- [Task material]:
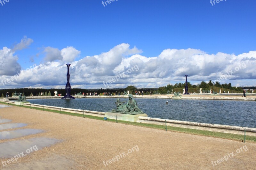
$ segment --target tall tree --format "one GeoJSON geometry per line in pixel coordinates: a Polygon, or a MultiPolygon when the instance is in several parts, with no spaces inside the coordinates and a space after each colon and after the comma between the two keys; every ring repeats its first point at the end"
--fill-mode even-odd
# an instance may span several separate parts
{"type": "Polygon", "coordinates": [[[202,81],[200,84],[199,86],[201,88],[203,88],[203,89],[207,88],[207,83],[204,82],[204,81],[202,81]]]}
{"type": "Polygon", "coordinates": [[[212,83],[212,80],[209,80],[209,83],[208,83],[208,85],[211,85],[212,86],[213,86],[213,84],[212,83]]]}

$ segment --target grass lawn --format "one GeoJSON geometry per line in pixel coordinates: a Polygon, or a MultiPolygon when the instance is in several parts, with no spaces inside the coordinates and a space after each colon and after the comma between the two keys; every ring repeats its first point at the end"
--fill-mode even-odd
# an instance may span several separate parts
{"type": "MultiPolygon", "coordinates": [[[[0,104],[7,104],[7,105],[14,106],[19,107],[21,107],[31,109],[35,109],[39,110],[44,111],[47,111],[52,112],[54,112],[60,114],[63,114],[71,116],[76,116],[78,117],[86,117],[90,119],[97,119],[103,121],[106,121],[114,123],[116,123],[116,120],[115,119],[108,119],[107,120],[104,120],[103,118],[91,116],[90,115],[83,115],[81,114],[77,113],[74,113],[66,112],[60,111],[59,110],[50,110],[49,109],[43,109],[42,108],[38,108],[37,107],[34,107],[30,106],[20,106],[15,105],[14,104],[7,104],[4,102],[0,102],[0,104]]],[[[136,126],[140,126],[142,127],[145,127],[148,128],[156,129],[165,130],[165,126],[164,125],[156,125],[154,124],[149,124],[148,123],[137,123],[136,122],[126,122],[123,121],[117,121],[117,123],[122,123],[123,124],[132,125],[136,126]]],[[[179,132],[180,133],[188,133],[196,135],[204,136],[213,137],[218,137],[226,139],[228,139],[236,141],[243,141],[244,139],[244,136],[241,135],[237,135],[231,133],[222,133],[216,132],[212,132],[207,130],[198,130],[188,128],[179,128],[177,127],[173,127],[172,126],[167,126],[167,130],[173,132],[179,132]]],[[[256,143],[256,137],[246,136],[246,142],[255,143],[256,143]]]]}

- [Aim]: Convert the records above into a two-column CSV with the header columns request and answer, giving one row per request: the full request text in the request column and its answer in the answer column, each in a single quoted field with line breaks replaced by spaces. Leave the pictures out.

- [Response to this exercise]:
request,answer
"$ segment --target tall tree --format ""one GeoJSON geometry per line in pixel coordinates: a Polygon, or a MultiPolygon when the instance is in several parts, with no spaces inside the coordinates and a space after each colon and after the comma between the two keys; every ring repeats its first point at the end"" --fill-mode even-odd # an instance may span several separate parts","{""type"": ""Polygon"", ""coordinates"": [[[202,81],[200,84],[199,86],[201,88],[203,88],[203,89],[207,88],[207,83],[204,82],[204,81],[202,81]]]} {""type"": ""Polygon"", ""coordinates"": [[[212,83],[212,80],[209,80],[209,83],[208,83],[208,85],[211,85],[212,86],[213,86],[213,84],[212,83]]]}"
"$ segment --target grass lawn --format ""one GeoJSON geometry per line in pixel coordinates: a Polygon, or a MultiPolygon when the instance is in several parts, with no spaces inside the coordinates and a space after each colon and after the comma between the two keys; every ring repeats its first point at the end"" --fill-mode even-odd # an instance may span several separate parts","{""type"": ""MultiPolygon"", ""coordinates"": [[[[0,104],[7,104],[7,105],[14,106],[19,107],[21,107],[31,109],[35,109],[39,110],[44,111],[47,111],[52,112],[54,112],[60,114],[63,114],[71,116],[76,116],[78,117],[86,117],[90,119],[97,119],[103,121],[106,121],[114,123],[116,123],[116,120],[115,119],[108,119],[107,120],[104,120],[103,118],[91,116],[90,115],[83,115],[81,114],[77,113],[74,113],[66,112],[60,111],[59,110],[50,110],[49,109],[43,109],[42,108],[38,108],[37,107],[34,107],[30,106],[20,106],[15,105],[14,104],[7,104],[4,102],[0,102],[0,104]]],[[[136,126],[140,126],[142,127],[145,127],[148,128],[156,129],[165,130],[165,126],[164,125],[156,125],[154,124],[149,124],[148,123],[137,123],[136,122],[126,122],[123,121],[117,121],[117,123],[122,123],[123,124],[132,125],[136,126]]],[[[179,132],[180,133],[188,133],[196,135],[204,136],[213,137],[218,137],[226,139],[228,139],[236,141],[243,141],[244,139],[244,136],[241,135],[237,135],[231,133],[222,133],[216,132],[212,132],[207,130],[198,130],[188,128],[179,128],[177,127],[173,127],[172,126],[167,126],[167,130],[173,132],[179,132]]],[[[256,143],[256,137],[246,136],[246,142],[255,143],[256,143]]]]}"